TASK DESCRIPTION
Please retype all of the data below line for line, keeping every character unchanged.

[Excerpts from a location annotation dataset]
^^^^
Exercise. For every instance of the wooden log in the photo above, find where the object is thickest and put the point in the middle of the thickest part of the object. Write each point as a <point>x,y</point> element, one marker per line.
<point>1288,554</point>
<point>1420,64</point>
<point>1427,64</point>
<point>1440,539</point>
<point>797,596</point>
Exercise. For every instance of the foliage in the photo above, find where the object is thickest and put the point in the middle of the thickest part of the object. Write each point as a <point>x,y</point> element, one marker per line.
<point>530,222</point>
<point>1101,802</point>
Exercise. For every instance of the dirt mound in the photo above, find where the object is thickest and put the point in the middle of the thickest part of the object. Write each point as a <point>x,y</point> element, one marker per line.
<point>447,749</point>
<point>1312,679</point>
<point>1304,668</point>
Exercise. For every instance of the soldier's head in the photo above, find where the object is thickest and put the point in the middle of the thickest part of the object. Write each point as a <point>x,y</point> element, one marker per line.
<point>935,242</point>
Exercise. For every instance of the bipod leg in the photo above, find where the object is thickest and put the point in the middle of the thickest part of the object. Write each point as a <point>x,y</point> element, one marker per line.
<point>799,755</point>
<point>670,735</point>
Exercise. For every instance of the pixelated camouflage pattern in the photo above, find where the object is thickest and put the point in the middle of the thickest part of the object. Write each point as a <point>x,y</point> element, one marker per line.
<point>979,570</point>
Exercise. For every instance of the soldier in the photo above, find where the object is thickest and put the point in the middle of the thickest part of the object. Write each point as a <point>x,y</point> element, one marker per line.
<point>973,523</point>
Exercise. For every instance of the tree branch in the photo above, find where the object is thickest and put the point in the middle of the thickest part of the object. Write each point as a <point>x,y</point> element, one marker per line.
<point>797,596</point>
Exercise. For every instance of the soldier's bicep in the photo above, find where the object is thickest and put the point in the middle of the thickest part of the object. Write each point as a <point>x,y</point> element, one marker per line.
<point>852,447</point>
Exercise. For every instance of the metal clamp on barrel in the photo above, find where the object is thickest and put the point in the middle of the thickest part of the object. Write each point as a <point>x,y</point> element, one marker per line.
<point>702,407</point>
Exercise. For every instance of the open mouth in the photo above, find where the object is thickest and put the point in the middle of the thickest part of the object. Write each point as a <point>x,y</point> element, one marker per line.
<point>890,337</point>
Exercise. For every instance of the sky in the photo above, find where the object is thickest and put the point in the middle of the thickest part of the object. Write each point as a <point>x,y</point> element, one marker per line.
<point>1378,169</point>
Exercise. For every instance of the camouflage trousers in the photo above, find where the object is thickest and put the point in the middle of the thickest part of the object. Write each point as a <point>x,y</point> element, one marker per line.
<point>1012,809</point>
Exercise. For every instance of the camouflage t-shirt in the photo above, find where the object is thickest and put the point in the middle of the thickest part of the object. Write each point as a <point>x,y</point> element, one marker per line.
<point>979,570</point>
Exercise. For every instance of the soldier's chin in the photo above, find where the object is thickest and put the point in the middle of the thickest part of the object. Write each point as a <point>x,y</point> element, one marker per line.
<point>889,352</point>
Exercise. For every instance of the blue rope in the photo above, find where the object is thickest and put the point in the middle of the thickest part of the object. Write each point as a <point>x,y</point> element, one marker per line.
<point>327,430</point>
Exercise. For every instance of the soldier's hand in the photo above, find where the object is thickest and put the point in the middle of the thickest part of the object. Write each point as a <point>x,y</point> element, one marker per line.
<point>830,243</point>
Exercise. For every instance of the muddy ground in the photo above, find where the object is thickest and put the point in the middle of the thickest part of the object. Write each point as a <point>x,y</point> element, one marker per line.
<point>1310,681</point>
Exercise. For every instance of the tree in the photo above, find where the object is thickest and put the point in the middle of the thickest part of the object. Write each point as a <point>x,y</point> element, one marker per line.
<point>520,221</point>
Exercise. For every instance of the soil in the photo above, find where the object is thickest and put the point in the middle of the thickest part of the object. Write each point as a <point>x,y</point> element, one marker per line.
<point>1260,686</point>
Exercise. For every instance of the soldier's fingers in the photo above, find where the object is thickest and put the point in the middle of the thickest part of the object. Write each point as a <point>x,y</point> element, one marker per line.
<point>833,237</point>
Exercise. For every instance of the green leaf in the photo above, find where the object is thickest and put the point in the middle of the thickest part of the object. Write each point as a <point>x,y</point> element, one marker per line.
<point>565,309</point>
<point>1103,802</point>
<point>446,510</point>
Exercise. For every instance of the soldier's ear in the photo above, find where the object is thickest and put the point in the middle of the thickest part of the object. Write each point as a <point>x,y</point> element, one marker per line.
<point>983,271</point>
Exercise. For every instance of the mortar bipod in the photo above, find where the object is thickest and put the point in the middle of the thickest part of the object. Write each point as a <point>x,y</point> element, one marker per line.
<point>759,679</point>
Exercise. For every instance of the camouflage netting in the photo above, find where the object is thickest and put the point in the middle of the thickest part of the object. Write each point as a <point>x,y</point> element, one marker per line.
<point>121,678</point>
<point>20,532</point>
^^^^
RESULT
Exercise. For every instance of the wooden log in the photo above, find where the object is thickest and put the point in the middle of the thickest part of the object. Write each point as a <point>x,y</point> element, one marker per line.
<point>1288,554</point>
<point>1420,64</point>
<point>1427,64</point>
<point>1440,539</point>
<point>797,596</point>
Exercise. For every instance of the foliage in the photo above, find where the object is thickest and put the point in the middle of the thickest part of the object. Write each point as a <point>x,y</point> element, one marker per line.
<point>530,222</point>
<point>1101,802</point>
Exercise. For every instance of the dirt mound in the photo above, find where the object is thickest and put the point in the middle of the thickest part of the object. Write each point as a <point>x,y</point> element, one marker per line.
<point>447,749</point>
<point>1312,679</point>
<point>1304,668</point>
Exercise. For every instance of the soldier's head in the photo above, find where the object is thickest and put the point in the middle of the thickest part of the object. Write each point as a <point>x,y</point> element, one marker per line.
<point>935,242</point>
Exercise. For every instance of the bipod leg in the photo above, find where the object is thickest and put the point in the middle of the thickest part of the object. Write each point as a <point>x,y</point> element, one marker per line.
<point>799,755</point>
<point>670,735</point>
Exercise. For every instance of the pixelated camouflage pattern in the photo above, find where the object is thickest and put the point in the middle of the thickest part of the object. Write each point as a <point>x,y</point> element, one marker per line.
<point>979,570</point>
Exercise. For every instance of the soldier in the photo above, find where the object is thickest and put the point in the middle of the thickest part of the object. Write each point as a <point>x,y</point> element, one marker per line.
<point>973,523</point>
Exercise. For every instance of the tree branch in the photo above, find where the object is thickest and put the point in the middle of the thickest part of the object. Write each point as a <point>x,y</point> element, one marker per line.
<point>797,596</point>
Exercise. For every instance of the soldier's bicep in the photo above, find where the object is thickest and put the point in the middle of the thickest part of the object. Write each point as a <point>x,y</point> element, one marker per line.
<point>852,447</point>
Exercise. For every instance of the metal clamp on barrel in the photo above, find where the object is thickest and put the point in the middle of the thickest part of the object. Write each point as a <point>x,y</point> element, one marker per line.
<point>702,407</point>
Exercise. For every instance of the open mouth in the photo above, find where the object is thickest and put the point in the middle of the thickest part of the object. Write each point as a <point>x,y</point> element, one marker per line.
<point>890,337</point>
Exercise. For every instance of the sky in the photo above, find where the object is thickest and put the point in the middle of the thickest part of the object. Write each point as a <point>x,y</point> element, one marker per line.
<point>1378,169</point>
Exercise. For every instance of the camouflage trousers in the photo above, find where the object is thickest and put the point in the middle of the thickest part of the object. Write each point as a <point>x,y</point> element, one marker per line.
<point>1012,809</point>
Exercise. For every instance of the camouflage t-shirt in the photo above, find where the object is thickest and put the point in the middle of the thickest part of the object. Write each point as a <point>x,y</point> element, one marker per line.
<point>979,570</point>
Exercise. For every instance of the soldier's chin in the photo above, find where the object is thickest and put the point in the middle of the thickest part of the object. Write each point as a <point>x,y</point> element, one marker per line.
<point>889,352</point>
Exercise. For every instance of the blue rope in the photo above, find where the object is thickest and put the point in the middle of the thickest part of the object. Write each point as a <point>x,y</point> element, one marker per line.
<point>327,430</point>
Exercise. For every instance of the soldier's hand in the photo above, find where the object is thickest and put the point in the middle of the thickest part of the object. Write each point as a <point>x,y</point> element, one marker per line.
<point>830,243</point>
Exercise. For every instance of the muddy ground in the photo above, find where the object is thickest and put the point in the middle of the thickest part of the object. Write each point as a <point>x,y</point> element, one marker per line.
<point>1310,681</point>
Exercise. For every instance of the tree in the photo above, find where the object is thickest and put the point in the middle of the thickest part of the object. Write each point as a <point>x,y</point> element, one marker per line.
<point>520,221</point>
Exercise. For every instance of the soil in the photo above, find where the object is thickest and put the point in the middle of the thickest part of the object. Write each point as a <point>x,y</point> element, one marker per line.
<point>1260,686</point>
Exercise. For every instance of the soldier's fingers in the photo above, find where the object is thickest and put the point in the middle of the thickest part of the object. Write each point as a <point>x,y</point> element, one marker per line.
<point>833,237</point>
Exercise. For every instance of the green leaf in the photo above, find where the object is thickest and put the point in the middle of the thickest part of the object. Write each point as a <point>x,y</point> element, one marker per line.
<point>565,309</point>
<point>1103,802</point>
<point>446,510</point>
Exercise. For every instance of the soldier's ear in the photo above, find where the object is thickest and put the point in the middle of the thickest part of the object. Write each point as a <point>x,y</point> element, one marker per line.
<point>983,271</point>
Exercise. For every instance of the mortar bipod in the photo above, find where the object is thickest and put the point in the middle of the thickest part of the object. Write each point as a <point>x,y</point> element, one marker per line.
<point>759,679</point>
Exercise. For every instance of the camouflage netting in the photo above, find where the object is thickest and put the point in the middle of the thickest part of the object. Write each point as a <point>x,y</point> element, one marker per line.
<point>121,678</point>
<point>20,532</point>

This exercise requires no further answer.